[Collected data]
============
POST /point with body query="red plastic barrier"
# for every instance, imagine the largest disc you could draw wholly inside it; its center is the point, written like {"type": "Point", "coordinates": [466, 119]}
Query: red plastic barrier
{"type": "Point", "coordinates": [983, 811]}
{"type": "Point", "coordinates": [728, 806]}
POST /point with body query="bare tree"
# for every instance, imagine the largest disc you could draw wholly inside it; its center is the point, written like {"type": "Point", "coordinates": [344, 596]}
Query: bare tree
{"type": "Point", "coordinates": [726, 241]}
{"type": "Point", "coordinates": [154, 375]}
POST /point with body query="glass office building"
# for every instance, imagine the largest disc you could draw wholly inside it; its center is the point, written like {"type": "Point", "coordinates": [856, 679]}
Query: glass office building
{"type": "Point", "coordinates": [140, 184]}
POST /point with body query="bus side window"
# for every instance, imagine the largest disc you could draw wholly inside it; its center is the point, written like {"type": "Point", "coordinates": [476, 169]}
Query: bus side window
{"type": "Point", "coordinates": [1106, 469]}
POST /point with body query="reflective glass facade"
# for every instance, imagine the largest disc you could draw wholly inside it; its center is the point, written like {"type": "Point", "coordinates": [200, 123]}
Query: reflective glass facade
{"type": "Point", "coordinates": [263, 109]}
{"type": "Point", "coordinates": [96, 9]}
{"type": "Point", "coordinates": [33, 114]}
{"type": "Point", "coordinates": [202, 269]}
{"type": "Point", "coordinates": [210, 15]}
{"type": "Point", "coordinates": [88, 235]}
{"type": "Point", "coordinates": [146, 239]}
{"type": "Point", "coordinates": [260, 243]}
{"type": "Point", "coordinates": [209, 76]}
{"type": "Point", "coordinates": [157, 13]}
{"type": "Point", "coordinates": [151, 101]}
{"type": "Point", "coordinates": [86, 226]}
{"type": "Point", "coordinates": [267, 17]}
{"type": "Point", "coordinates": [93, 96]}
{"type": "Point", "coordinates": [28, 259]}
============
* WHAT YOU ARE ASKED TO DO *
Nothing but a number should be given: the count of lines in the records that contain the word "body".

* WRITTEN SOLUTION *
5